## Exercise details
Gather every line in the listing below that contains the string "gravel" and copy each of those lines unchanged.

-------- Provided material

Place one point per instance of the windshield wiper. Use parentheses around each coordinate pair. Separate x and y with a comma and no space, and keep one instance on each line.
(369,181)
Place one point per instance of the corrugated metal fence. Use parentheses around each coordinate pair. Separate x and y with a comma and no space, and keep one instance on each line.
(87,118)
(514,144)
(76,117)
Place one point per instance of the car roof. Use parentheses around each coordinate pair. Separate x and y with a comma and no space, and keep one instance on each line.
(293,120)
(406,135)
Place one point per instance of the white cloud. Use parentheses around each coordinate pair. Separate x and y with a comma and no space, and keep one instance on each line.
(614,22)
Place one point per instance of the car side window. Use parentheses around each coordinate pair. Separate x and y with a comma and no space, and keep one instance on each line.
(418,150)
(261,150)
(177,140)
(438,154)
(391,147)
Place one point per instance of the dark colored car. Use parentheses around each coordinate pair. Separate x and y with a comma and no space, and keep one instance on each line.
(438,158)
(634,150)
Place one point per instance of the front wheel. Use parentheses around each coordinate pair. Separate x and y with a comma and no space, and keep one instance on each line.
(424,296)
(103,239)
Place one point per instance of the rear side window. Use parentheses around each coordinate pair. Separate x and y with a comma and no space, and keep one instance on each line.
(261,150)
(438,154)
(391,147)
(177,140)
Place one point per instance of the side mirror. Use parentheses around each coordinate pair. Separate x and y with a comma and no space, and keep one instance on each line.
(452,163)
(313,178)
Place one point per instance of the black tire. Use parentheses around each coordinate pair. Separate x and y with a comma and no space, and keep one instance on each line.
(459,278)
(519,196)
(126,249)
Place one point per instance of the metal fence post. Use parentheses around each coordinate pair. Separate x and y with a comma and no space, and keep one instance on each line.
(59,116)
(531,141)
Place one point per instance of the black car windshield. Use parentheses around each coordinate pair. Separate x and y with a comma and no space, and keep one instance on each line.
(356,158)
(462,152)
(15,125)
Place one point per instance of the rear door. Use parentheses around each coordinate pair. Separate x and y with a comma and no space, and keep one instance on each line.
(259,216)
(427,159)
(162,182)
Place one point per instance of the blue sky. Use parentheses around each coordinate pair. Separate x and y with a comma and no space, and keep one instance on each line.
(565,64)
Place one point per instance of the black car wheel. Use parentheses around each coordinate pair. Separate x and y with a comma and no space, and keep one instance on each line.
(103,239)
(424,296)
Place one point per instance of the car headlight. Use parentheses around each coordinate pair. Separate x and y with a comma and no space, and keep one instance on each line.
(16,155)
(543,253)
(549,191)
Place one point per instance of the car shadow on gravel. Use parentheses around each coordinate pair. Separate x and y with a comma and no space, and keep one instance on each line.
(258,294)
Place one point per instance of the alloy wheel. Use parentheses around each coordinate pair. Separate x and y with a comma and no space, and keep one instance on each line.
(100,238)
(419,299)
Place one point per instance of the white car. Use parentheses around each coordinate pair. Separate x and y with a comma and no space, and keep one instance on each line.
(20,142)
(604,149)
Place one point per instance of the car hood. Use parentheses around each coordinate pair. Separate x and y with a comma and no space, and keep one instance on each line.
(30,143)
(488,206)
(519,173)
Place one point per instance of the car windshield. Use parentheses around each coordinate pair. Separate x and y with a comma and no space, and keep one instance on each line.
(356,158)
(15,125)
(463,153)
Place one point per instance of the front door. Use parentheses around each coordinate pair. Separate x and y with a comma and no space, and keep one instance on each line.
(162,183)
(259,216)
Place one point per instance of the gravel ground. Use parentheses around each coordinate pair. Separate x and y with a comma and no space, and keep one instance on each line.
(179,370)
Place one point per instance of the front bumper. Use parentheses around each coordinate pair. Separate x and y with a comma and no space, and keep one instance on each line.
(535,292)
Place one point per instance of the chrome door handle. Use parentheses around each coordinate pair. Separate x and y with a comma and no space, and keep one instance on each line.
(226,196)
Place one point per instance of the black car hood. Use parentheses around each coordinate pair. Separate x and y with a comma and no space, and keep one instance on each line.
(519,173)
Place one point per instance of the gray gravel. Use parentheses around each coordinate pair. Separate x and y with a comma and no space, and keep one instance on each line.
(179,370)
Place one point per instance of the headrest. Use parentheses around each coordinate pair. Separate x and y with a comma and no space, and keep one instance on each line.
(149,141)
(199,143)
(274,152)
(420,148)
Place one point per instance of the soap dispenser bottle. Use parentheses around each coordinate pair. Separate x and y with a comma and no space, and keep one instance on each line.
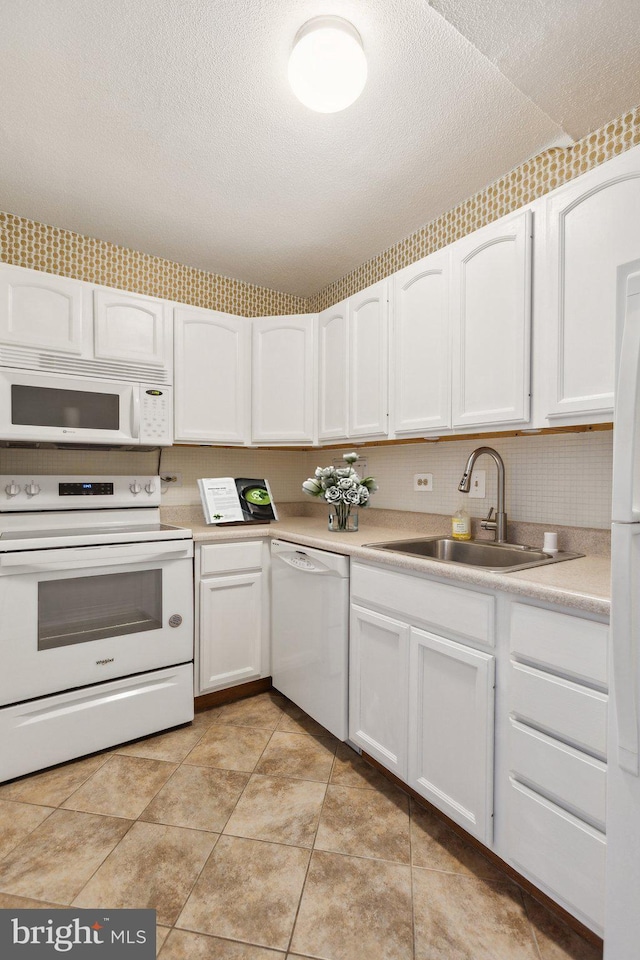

----------------

## Solution to this exercise
Place one point per instance of the car shadow on gravel. Use parentheses around each coordinate pair. Separate x and y with a comma and no space, and keep one instance on each line.
Place one point per instance of the gravel ground. Use parentheses around each coordinate pair. Separate x and y with a comma and no space, and keep one instance on each line.
Place one point per instance of the gray gravel. Use parentheses around each coordinate pair. Separate x and y with a comma and no space, and keep one instance on each line.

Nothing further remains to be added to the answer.